:: Assignment ::
Rewrite the stretch of the listing from its first line through the line containing "box: [6, 3, 340, 240]", changing "rough mask" to "coarse mask" and leaving everything else as it is.

:: Entries supplied ::
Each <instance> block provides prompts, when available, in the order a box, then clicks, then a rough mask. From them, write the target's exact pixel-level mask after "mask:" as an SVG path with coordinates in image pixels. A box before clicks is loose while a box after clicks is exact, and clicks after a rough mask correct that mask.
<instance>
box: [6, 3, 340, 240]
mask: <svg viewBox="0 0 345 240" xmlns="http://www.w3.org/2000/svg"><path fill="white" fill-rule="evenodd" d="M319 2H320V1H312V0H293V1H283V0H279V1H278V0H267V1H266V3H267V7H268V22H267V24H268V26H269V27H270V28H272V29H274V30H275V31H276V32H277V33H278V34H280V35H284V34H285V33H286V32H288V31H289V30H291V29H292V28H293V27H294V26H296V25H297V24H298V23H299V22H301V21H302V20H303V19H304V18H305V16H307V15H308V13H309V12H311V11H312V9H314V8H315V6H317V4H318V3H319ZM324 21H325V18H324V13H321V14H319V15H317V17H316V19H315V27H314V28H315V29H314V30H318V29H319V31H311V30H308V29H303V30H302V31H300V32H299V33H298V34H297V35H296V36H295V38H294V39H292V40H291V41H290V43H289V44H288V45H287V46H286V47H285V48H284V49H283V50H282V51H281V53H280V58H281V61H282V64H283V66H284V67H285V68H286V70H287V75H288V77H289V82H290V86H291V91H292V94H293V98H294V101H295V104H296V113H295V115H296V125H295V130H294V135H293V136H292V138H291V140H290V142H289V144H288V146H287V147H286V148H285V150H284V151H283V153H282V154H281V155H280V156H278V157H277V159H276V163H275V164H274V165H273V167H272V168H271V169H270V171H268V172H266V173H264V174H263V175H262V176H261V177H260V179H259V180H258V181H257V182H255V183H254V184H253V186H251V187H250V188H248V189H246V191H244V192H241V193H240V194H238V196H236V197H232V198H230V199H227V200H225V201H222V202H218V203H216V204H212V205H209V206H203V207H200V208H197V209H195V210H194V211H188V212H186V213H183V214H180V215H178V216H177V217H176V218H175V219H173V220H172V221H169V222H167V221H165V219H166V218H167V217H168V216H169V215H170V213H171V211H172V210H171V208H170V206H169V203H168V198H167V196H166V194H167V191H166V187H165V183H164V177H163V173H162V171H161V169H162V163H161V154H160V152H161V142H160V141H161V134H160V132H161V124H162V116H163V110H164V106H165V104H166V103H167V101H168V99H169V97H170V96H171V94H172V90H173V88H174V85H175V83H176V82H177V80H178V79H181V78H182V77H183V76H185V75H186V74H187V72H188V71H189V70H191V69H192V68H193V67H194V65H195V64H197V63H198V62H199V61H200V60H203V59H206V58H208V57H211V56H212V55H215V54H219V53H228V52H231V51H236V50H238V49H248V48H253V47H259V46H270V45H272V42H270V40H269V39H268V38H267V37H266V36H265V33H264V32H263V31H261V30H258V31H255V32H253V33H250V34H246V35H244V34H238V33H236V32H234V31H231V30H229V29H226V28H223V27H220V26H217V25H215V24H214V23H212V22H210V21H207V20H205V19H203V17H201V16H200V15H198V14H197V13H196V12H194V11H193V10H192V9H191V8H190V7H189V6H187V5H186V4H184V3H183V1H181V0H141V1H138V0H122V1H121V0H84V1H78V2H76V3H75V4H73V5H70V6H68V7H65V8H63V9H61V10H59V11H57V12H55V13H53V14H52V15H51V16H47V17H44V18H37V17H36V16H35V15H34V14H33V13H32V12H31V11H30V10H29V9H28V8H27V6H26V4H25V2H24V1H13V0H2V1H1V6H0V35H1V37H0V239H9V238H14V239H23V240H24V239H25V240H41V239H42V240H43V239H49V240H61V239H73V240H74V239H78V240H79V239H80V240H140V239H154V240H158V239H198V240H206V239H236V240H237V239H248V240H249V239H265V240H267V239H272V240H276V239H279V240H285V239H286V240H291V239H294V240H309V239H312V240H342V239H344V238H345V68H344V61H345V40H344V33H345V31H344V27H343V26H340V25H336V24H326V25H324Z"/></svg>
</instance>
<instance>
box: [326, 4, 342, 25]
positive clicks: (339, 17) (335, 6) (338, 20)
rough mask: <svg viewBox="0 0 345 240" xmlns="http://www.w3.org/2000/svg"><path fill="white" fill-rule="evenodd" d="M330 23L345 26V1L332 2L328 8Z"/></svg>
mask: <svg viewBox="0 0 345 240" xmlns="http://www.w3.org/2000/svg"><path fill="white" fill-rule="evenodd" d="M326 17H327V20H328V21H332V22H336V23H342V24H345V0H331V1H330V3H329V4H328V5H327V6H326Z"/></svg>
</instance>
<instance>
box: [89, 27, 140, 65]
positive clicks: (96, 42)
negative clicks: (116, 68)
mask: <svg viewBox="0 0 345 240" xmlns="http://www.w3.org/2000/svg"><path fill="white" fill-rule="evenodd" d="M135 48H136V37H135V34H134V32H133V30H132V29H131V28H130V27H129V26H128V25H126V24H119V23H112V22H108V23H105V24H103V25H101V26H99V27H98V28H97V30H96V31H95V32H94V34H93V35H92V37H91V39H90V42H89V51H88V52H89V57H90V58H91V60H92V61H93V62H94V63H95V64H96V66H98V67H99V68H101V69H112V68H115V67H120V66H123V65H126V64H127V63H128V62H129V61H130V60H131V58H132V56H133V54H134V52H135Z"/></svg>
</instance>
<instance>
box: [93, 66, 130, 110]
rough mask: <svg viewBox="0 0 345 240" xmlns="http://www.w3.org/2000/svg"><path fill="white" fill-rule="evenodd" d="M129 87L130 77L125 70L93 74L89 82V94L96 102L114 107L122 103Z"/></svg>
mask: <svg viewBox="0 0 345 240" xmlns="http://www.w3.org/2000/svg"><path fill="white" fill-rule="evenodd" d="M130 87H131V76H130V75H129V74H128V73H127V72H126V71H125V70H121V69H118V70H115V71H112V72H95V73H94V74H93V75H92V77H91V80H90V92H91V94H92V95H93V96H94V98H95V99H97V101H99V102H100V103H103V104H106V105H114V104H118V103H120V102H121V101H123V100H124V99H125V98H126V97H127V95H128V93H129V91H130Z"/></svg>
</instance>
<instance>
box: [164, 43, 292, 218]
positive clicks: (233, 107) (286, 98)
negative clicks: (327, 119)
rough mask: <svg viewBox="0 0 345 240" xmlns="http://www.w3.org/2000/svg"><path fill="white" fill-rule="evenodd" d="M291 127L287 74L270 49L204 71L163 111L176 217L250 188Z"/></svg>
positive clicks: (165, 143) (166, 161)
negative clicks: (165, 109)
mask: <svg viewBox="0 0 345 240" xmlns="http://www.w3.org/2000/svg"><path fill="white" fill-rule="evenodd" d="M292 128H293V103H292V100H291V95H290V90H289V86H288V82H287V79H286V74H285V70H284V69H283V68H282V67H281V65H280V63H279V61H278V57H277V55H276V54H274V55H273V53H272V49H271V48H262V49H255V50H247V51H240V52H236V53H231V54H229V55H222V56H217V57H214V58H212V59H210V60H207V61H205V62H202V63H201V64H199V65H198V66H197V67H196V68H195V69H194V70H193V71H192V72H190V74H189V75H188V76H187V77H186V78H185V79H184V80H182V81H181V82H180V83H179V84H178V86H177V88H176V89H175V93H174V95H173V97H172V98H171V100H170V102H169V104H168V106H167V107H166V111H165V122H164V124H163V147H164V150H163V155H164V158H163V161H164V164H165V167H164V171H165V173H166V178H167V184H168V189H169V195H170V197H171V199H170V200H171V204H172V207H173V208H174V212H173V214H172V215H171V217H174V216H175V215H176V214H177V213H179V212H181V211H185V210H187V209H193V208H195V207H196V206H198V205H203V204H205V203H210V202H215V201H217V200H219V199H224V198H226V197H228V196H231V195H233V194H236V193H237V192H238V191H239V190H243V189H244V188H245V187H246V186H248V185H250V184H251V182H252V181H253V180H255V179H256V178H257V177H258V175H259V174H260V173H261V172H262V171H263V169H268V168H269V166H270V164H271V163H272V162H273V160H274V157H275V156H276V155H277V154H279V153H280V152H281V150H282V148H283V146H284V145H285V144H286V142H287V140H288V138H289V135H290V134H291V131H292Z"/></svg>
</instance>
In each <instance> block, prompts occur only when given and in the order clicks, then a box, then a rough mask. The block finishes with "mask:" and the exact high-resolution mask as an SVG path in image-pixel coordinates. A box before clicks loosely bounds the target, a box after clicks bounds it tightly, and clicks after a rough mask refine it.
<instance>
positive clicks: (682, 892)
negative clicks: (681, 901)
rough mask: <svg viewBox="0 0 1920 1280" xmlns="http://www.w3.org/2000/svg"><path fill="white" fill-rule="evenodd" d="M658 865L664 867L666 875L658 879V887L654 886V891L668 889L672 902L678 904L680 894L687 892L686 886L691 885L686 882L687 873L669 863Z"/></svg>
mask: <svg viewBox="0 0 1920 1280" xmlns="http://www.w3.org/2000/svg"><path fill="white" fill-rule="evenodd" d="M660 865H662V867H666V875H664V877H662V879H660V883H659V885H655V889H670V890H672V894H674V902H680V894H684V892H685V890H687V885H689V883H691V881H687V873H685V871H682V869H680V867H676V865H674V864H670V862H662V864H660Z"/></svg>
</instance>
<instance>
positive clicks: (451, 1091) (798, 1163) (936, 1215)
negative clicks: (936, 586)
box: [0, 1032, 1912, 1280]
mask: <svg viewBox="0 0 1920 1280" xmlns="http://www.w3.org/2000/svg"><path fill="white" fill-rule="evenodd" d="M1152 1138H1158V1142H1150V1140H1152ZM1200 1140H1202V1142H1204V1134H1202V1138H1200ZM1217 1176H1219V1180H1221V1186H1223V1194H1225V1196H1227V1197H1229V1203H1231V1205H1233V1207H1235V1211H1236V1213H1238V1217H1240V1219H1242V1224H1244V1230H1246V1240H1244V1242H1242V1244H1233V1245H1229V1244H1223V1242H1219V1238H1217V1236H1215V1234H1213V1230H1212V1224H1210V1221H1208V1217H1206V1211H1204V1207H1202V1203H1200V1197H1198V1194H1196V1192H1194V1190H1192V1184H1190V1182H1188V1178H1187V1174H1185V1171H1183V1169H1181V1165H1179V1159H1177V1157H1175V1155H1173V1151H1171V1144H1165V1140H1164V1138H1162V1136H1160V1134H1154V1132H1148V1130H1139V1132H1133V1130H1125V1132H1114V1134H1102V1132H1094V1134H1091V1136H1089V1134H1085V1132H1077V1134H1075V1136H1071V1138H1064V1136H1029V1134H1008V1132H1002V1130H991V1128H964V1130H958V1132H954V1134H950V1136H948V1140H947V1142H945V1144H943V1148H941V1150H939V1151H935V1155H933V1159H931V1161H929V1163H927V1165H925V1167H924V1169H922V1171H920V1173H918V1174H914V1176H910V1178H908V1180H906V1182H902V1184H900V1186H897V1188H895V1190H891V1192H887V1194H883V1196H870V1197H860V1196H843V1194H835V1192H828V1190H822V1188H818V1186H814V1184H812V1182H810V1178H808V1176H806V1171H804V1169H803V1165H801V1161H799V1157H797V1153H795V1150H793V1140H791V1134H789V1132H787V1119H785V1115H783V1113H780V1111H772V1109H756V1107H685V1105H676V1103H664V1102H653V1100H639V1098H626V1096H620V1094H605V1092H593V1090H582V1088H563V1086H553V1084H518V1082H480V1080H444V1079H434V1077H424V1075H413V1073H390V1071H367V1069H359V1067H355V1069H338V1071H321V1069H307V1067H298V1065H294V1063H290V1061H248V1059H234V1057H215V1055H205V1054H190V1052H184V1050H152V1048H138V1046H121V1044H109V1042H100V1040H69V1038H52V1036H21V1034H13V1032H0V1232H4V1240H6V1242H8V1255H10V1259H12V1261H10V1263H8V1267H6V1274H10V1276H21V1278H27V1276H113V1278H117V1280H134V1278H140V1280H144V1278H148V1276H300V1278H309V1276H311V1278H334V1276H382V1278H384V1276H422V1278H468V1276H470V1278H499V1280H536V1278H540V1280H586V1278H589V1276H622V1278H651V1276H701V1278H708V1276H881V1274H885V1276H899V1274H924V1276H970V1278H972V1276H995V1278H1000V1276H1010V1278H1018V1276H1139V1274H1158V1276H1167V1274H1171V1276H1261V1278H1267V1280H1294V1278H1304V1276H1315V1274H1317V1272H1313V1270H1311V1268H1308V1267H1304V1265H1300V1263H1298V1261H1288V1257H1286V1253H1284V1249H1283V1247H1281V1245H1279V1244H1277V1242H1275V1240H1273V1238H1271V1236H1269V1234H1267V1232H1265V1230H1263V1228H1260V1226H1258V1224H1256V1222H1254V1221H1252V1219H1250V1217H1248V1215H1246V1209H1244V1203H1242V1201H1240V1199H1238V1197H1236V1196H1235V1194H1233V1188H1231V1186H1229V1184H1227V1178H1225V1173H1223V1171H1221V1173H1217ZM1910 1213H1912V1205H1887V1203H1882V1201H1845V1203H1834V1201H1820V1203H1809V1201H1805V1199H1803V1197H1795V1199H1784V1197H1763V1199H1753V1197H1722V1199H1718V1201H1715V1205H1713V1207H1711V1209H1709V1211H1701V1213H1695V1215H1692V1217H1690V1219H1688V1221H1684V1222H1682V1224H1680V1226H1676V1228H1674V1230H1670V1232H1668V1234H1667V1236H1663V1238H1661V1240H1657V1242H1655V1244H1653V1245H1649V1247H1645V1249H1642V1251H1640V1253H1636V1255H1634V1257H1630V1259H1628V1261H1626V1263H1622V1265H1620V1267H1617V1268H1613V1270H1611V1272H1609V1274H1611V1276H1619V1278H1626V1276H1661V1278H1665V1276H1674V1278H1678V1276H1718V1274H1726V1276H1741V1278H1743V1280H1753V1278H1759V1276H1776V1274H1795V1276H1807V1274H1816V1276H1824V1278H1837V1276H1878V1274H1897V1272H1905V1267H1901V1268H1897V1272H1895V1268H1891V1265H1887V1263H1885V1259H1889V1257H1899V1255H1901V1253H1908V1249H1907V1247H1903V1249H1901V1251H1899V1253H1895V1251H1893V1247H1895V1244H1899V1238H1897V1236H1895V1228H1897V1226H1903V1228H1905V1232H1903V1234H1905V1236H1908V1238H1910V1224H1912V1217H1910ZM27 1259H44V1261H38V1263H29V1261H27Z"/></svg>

:: Output of the exercise ::
Each <instance> block provides prompts, when available, in the order a box, then clicks, then a coarse mask. From them, write the target's exact pixel-level mask after "mask:" as an SVG path with coordinates in image pixels. A box before clicks is loose while a box after clicks is exact, and clicks after a coarse mask correct that mask.
<instance>
box: [6, 3, 340, 240]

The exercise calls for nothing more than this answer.